*Exercise brief:* Copy out the diabetes article word for word, starting at the words "Dan Hurley, in" and stopping after the words "3% each year.".

*Provided text:*
>>>>>

Battling Diabetes

battling diabetes

Dan Hurley, in his book Diabetes Rising, published in 2010, has examined a recent University of Chicago study that estimates the rates in diabetes increasing in children and adults will double over the next 25 years. That's a significant statistic that should make everyone keenly aware of diabetes, its symptoms, and its impact on the US population.

Hurley asks if diabetes is becoming more common because Americans are getting heavier. He says in his book that Americans' weight has been inching upwards, but more seriously, diabetes is now five times more common than when it existed in the population during World War II. Type I diabetes, an autoimmune disorder, according to Hurley, was not traditionally associated with weight, and is now increasing by 2 to 3% each year.

He also asks how scientists go about explaining the increase in diabetes with certain members of the population. Hurley says there are several working hypotheses and one is that slight increases in weight do raise kids' risk of getting type 1 diabetes. Another hypotheses is that a lack of vitamin D, also known as "the sunshine vitamin," also raises the risk of diabetes. Still another is because kids aren't exposed to nearly as many germs today, their immune systems are extremely and overly sensitive. Also, some environmental toxins, perhaps stored in the fat cells of the body, have been linked to diabetes too.

An explanation of "diabetes clusters" is also presented in Hurley's book. Hurley says epidemiologists have started see the significance of certain geographic areas in high rates of diabetes. The Boston suburbs are one example of a community which has particularly high rates of type I diabetes in children. If a child contracts measles, a doctor must report that to the CDC. Hurley says the same should hold for the cases of type I diabetes that are discovered in children.

Hurley's book asks, "How else should we be fighting diabetes to win the battle?" He maintains that choices for healthy living should be as easy and accessible as it is to purchase fast food in America. Eating right and getting enough exercise is important for adults and children, he maintains. And he says it is important for everyone whether they have diabetes or not.

According to Hurley's book, 23 million people in the U.S. have type 1 or type 2 diabetes, and if that growth continues, one-third of the American population might become affected by the disease.

<<<<<

*Source data:*
>>>>>

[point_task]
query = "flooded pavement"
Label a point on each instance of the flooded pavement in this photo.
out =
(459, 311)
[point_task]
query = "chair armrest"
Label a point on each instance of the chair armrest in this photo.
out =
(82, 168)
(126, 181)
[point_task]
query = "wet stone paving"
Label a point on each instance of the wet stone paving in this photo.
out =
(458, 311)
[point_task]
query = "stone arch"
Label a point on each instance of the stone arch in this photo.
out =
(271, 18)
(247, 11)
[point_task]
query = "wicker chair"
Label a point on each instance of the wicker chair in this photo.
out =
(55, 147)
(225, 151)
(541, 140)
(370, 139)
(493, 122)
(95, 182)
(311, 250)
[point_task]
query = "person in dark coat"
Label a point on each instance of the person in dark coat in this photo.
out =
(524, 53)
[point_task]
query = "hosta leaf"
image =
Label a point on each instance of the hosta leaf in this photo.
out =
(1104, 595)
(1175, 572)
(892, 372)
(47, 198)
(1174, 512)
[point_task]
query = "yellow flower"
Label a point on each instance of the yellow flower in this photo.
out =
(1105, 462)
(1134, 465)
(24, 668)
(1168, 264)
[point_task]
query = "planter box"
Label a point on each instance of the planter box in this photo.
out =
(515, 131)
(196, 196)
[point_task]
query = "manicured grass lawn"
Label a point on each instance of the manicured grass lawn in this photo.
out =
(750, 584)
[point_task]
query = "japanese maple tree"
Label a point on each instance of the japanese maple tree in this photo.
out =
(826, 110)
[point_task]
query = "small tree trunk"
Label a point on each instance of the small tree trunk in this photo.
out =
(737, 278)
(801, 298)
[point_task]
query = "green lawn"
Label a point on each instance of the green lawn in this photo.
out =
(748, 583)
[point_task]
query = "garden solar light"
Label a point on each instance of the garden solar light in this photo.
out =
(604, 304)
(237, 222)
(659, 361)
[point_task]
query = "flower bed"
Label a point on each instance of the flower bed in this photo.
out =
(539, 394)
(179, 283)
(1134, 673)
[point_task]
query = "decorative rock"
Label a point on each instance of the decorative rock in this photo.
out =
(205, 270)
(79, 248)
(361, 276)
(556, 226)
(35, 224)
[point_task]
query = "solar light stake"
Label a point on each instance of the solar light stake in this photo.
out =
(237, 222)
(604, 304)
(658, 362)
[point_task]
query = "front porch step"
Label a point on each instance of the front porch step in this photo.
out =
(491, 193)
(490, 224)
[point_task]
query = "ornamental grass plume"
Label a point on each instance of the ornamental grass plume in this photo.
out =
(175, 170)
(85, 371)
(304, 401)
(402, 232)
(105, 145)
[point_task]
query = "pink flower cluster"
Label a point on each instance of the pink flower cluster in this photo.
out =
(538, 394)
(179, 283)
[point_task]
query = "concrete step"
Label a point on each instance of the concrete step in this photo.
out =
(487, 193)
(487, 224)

<<<<<

*Your response:*
Dan Hurley, in his book Diabetes Rising, published in 2010, has examined a recent University of Chicago study that estimates the rates in diabetes increasing in children and adults will double over the next 25 years. That's a significant statistic that should make everyone keenly aware of diabetes, its symptoms, and its impact on the US population.

Hurley asks if diabetes is becoming more common because Americans are getting heavier. He says in his book that Americans' weight has been inching upwards, but more seriously, diabetes is now five times more common than when it existed in the population during World War II. Type I diabetes, an autoimmune disorder, according to Hurley, was not traditionally associated with weight, and is now increasing by 2 to 3% each year.